→ SOURCE PASSAGE
4EK602 Games and Decisions

Aims of the course:

The theory of games represents a theoretical background for optimal behavior in economic decision-making situations with more participants. This course examines game-theoretic concepts, models of conflicts, and basic computational algorithms.

Learning outcomes and competencies:

Upon successful completion of this course, students will be able to describe and solve decision-making situations with more participants. They will also be able to find optimal solutions in decisions under risk and uncertainty.

Course contents:

Decision situations with more participants.Mathematical models of conflicts and cooperation and its classification. Games in normal form.
Constant-sum games. Matrix games. Dominated strategy. Definition of Nash equilibrium.
Nash equilibrium in mixed strategies. Basic theorem on matrix games.
Non-constant-sum games. Bimatrix games and their economic applications. Prisoner’s dilemma, Battle of sexes, Chicken.
Auctions, sealed bid auctions. Multiple objects auctions.

→ DATA SUPPLIED
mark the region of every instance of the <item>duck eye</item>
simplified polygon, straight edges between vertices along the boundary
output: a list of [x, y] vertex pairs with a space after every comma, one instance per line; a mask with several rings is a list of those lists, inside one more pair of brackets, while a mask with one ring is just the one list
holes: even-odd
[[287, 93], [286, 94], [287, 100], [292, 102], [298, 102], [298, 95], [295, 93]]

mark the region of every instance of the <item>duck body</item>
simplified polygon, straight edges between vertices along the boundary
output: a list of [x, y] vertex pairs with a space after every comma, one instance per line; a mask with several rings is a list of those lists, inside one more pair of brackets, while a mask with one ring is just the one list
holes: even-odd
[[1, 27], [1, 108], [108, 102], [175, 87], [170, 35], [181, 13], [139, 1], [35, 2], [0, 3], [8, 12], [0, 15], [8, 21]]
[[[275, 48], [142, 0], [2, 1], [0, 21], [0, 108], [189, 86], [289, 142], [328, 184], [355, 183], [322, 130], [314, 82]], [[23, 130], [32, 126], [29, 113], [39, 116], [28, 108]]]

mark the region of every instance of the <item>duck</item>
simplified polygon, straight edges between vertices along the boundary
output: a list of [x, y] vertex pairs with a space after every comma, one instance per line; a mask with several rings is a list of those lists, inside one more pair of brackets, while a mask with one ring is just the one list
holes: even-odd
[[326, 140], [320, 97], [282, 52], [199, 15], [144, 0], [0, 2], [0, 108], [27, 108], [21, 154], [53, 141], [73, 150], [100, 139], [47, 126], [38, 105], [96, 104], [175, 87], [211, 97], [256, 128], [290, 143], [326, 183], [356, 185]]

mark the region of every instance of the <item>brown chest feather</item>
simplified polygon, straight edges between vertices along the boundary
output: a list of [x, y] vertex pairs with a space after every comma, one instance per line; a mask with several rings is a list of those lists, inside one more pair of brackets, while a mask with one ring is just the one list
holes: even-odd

→ STATED GOAL A
Echo the course description word for word, starting with "4EK602 Games and" and going on through "of Nash equilibrium.".
→ STATED GOAL B
For each statement, say yes or no according to the course description, quoting the words that settle it.
(i) The course examines basic computational algorithms.
(ii) The course contents treat Nash equilibrium only in pure strategies.
(iii) Multiple objects auctions are among the course contents.
→ STATED GOAL C
Answer these from the course description.
(i) What is the course code?
(ii) In what kinds of decisions will students be able to find optimal solutions?
(iii) Which three games are listed alongside bimatrix games?
The records have no connection to the course description.

→ EXERCISE SOLUTION A
4EK602 Games and Decisions

Aims of the course:

The theory of games represents a theoretical background for optimal behavior in economic decision-making situations with more participants. This course examines game-theoretic concepts, models of conflicts, and basic computational algorithms.

Learning outcomes and competencies:

Upon successful completion of this course, students will be able to describe and solve decision-making situations with more participants. They will also be able to find optimal solutions in decisions under risk and uncertainty.

Course contents:

Decision situations with more participants.Mathematical models of conflicts and cooperation and its classification. Games in normal form.
Constant-sum games. Matrix games. Dominated strategy. Definition of Nash equilibrium.

→ EXERCISE SOLUTION B
(i) Yes: "This course examines game-theoretic concepts, models of conflicts, and basic computational algorithms."
(ii) No: "Nash equilibrium in mixed strategies."
(iii) Yes: "Multiple objects auctions."

→ EXERCISE SOLUTION C
(i) 4EK602
(ii) Decisions under risk and uncertainty
(iii) Prisoner’s dilemma, Battle of sexes, and Chicken